> [TEXTE CITÉ]
########
La figure de Sander au contraire gagne en antipathie. Il est au commencement un père humble et doux, tout dévoué à ses filles mais que la Fortune rend malheureux, par le naufrage de navires qui transportaient ses richesses. Céder sa fille cadette à Azor est pour lui une déchirure si bien qu’il se résoud à s’offrir à sa place ; mais il revient avec violence sur sa parole et tente vainement de retenir Zémire (Acte IV). Arnaud Marzorati fait montre ainsi de la diversité des registres qu’il peut tenir avec brio. Il parcourt l’ambitus de sa voix avec une grande homogénéité et produit des graves clairs et généreux. A plusieurs reprises, il s’ingénue à mêler étroitement le chant à la parole, la musique au théâtre ("Le temps est beau" Acte I, Scène 1). Le récitatif n’a plus sa place dans cet opéra mais Arnaud Marzorati renoue de manière originale avec le "parler-chanter" et supporte Grétry dans sa démarche de prouver à Rousseau que la langue française est tout aussi musicale que celle des Italiens.

Mais venons-en à celle qui permit par son amour que la Bête redevienne homme. Dès sa première intervention, Camille Poul se distingue par sa voix puissante et droite, un timbre richement coloré et une aisance spectaculaire à réaliser des vocalises souvent très acrobatiques. Un peu tendue dans la première partie, elle cède peu à peu à la candeur de son personnage et gagne en naturel ; pleinement impliquée dans son rôle, elle emporte notre admiration à la fois par sa jeunesse et sa sincérité. Son articulation ne rend peut-être pas au texte toute son intelligibilité mais le sens parvient à nous émouvoir, comme dans l’air amoureux "Azor ! en vain ma voix t’appelle" (Acte IV, Scène 4) ; Zémire est enfin libérée du dilemme qui la déchirait, rester fidèle à son père ou bien à sa parole. Les cors font écho à ses appels, la flûte soutient l’allégresse de son cœur.
########
> [LISTE DES TÂCHES]
A – Indiquez si chacune des affirmations suivantes concorde avec la critique de l'opéra de Grétry, en répondant par oui ou par non et en citant les mots décisifs du texte : (i) Sander apparaît d'abord comme un père humble et doux ; (ii) Arnaud Marzorati produit des graves sombres et voilés ; (iii) Camille Poul semble un peu tendue dans la première partie.
B – Poursuivez la critique de l'opéra de Grétry à partir de sa dernière phrase.
Les entrées n'ont aucun lien avec la critique de l'opéra de Grétry.

Lignes d'un jeu de données
########
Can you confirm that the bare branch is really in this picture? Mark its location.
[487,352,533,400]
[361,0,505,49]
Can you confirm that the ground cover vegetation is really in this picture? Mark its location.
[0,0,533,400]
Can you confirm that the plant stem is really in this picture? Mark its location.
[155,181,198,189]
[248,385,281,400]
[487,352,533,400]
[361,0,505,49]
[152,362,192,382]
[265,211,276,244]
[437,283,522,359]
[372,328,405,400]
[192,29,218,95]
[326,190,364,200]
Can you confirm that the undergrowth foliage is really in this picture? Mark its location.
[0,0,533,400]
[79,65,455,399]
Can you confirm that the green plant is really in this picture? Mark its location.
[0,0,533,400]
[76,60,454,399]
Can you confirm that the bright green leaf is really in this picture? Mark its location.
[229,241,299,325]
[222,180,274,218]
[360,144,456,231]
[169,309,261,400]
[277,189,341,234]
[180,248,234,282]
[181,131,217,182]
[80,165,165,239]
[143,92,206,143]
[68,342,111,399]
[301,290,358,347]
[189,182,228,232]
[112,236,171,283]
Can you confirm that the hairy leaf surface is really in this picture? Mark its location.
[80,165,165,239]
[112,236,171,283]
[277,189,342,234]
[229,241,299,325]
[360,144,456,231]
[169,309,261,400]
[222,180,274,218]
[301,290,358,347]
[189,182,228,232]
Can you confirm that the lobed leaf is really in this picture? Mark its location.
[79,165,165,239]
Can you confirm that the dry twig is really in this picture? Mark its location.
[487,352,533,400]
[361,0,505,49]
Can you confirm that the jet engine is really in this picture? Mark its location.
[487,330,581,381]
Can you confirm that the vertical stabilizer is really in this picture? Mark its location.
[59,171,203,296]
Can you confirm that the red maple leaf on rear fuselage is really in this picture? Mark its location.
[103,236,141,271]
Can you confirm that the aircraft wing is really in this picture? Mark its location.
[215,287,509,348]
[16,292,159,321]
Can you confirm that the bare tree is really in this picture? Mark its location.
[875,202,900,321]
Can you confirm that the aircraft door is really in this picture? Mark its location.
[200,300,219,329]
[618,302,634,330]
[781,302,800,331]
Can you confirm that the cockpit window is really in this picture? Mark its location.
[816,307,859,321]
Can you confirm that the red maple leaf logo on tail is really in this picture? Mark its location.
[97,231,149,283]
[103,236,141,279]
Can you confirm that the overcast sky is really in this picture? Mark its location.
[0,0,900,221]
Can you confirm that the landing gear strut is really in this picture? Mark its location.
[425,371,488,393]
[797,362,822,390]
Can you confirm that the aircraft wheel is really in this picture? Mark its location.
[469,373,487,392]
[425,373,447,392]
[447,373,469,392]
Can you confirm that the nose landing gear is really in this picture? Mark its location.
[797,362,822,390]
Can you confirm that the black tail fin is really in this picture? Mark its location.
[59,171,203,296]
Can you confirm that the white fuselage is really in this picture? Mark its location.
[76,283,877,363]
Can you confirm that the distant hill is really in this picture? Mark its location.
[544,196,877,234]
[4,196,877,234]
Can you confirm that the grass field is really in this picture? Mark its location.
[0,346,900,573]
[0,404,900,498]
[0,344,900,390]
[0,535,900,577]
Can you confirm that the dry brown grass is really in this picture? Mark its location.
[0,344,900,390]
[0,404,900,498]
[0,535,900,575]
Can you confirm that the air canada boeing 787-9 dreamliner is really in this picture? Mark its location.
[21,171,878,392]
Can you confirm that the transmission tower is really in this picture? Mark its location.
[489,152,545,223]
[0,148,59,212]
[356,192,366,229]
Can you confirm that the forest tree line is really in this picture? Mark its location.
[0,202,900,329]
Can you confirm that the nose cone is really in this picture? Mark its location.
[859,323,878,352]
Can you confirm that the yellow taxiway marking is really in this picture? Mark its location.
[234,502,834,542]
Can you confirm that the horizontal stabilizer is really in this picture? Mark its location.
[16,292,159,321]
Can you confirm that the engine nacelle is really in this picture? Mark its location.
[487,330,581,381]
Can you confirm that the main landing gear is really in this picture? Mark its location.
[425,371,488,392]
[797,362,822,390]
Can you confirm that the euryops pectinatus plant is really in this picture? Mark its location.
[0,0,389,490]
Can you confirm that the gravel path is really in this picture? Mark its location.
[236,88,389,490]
########
> [RÉSULTATS]
A –
(i) Oui : « Il est au commencement un père humble et doux ».
(ii) Non : « produit des graves clairs et généreux ».
(iii) Oui : « Un peu tendue dans la première partie ».

B –
 © Victor Tonolli

Tout au long de ce véritable voyage dans l’univers du conte, l’ensemble Lunaisiens aura su insuffler un vent de fraicheur et de vitalité, donner du relief et de la profondeur, les libertés prises avec la partition ne faisant que renforcer la théâtralité de l’œuvre. L'effectif réduit (tout juste une dizaine) permet à chaque timbre de se singulariser et assure la bonne lisibilité des voix. Le choix d'une petite formation est cependant périlleux, aucun filet ne s'offre aux instrumentistes s'ils commettent une erreur. Cette prise de risques redouble donc le mérite des instrumentistes qui, tout en choisissant des contrastes prononcés (de puissance, rythmiques…), ne laissent paraitre que de rares imperfections de justesse glissées ça et là mais qui n'altèrent en rien la qualité musicale de l’interprétation. Saluons tout particulièrement le remarquable travail de Philippe Bord et Nicolas Chedmail dans la maitrise de la puissance et des couleurs de leur instrument.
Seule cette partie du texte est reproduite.